# BREVE ESERCIZIO
Scriva il seguito del testo sulla controversia tra Ryanair ed Enac relativa ai documenti d'imbarco, partendo dal punto in cui si interrompe.

Nuove turbolenze nel mercato aeronautico italiano: Ryanair, primo vettore per passeggeri trasportati sulle rotte internazionali da/per l’Italia e secondo, dopo la nuova Alitalia, sulle rotte domestiche, ha comunicato la sospensione dal prossimo 23 gennaio di tutti i voli sulle rotte interne italiane in reazione alla richiesta dell’Enac, l’ente di regolazione tecnica del trasporto aereo, che impone a Ryanair di accettare una molteplicità di documenti per l’identificazione dei passeggeri al momento dell’imbarco.

La questione, in sintesi, è la seguente: Ryanair, che effettua check in solo online, richiede per l’imbarco su voli nazionali la stessa tipologia di documenti prevista a livello comunitario per quelli internazionali, cioè carta d’identità o passaporto, mentre l’Enac, applicando una norma nazionale che fu approvata con ben altri intenti (quello di semplificare i rapporti tra cittadino e P.A.), richiede che tutti i vettori accettino anche altre tipologie, quali ad esempio le patenti di guida, le patenti nautiche e, sembrerebbe, persino le licenza di pesca.

Alcune voci
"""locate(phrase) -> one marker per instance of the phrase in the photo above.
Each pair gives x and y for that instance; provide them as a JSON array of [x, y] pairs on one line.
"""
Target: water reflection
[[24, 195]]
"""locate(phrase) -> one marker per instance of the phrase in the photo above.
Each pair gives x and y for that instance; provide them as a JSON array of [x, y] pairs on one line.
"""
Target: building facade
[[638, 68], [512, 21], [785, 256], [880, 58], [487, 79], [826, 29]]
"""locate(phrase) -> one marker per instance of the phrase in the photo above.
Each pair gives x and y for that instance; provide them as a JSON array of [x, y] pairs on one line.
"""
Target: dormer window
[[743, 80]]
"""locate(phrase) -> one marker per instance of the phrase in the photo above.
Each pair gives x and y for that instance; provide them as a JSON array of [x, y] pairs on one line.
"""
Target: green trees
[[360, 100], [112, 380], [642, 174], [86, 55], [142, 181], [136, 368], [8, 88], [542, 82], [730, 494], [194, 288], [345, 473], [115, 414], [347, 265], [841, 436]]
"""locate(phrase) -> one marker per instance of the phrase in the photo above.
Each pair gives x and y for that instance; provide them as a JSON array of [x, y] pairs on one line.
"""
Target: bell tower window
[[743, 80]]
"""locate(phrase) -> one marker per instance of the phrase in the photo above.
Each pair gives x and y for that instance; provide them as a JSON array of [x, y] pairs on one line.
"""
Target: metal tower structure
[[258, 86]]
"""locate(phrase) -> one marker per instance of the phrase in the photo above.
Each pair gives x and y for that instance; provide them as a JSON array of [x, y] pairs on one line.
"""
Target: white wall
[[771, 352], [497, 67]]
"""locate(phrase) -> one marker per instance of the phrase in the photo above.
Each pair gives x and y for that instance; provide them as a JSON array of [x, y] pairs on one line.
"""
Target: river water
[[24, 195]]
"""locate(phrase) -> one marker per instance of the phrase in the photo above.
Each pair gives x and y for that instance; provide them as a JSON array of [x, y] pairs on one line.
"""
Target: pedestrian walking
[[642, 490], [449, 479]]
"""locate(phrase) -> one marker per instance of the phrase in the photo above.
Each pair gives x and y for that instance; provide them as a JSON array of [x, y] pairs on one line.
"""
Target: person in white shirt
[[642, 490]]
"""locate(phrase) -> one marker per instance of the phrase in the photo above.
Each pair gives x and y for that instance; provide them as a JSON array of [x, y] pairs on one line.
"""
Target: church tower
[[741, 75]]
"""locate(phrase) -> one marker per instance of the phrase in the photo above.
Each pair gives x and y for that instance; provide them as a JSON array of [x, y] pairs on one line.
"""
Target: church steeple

# RISULTATO
Ryanair si rifiuta, sostenendo che tali tipologie abbasserebbero gli standard di sicurezza, e ha conseguentemente sospeso tutti i suoi voli nazionali dal prossimo 23 gennaio, interrompendo le prenotazioni e comunicando la decisione ai passeggeri già prenotati. Ryanair ritiene illegittima la posizione di Enac ed è pur vero che accanto alla motivazione ufficiale vi è probabilmente anche il fatto che non intende accollarsi i costi per adeguare le sue procedure, ma si tratta di una posizione ragionevole per un vettore che ha fatto dei voli a prezzi stracciati il suo cavallo di battaglia e ha reso il trasporto aereo alla portata di tutte le tasche. L’Enac d’altra parte si affida alle norme italiane per giustificare la propria posizione.

Chi ha ragione? Da un punto di vista strettamente normativo sicuramente l’Enac, dato che se c’è una legge in tal senso va rispettata. Tuttavia non ci si può sottrarre a un esercizio di valutazione della norma: la legalità è il rispetto delle leggi, ma le leggi che vogliono farsi rispettare dai cittadini debbono anche essere eque e razionali, come già Aristotele aveva ben chiaro nell’Etica Nicomachea: “È giusto sia ciò che è legale sia ciò che è imparziale, è ingiusto sia ciò che è illegale sia ciò che è iniquo”.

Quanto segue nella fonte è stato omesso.